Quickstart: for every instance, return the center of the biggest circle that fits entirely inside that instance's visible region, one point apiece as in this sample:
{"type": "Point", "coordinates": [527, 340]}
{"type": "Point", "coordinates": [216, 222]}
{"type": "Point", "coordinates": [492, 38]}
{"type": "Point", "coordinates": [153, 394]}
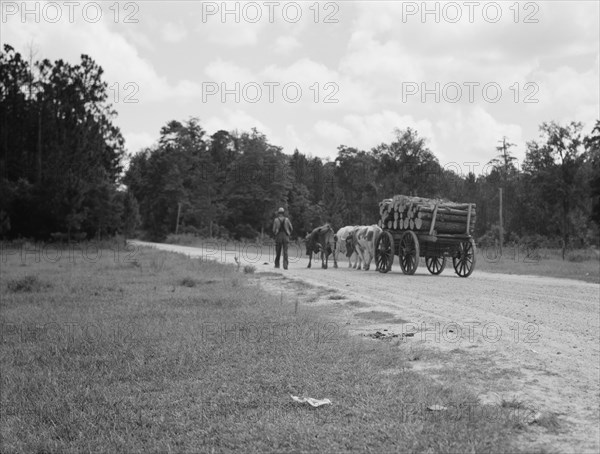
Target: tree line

----------

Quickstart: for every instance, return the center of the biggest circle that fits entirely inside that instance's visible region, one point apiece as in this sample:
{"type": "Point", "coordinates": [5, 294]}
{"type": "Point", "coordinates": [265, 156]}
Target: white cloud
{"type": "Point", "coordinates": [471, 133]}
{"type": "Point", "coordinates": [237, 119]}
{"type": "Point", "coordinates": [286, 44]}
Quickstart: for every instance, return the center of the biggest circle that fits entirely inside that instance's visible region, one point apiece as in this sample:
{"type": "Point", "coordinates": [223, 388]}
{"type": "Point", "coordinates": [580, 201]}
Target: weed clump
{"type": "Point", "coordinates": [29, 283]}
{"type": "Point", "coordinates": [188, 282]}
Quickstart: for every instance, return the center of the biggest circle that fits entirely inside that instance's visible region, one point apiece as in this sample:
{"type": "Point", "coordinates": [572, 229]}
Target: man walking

----------

Count the lines above that contain the string "Target", with case counting, and reply with only that number.

4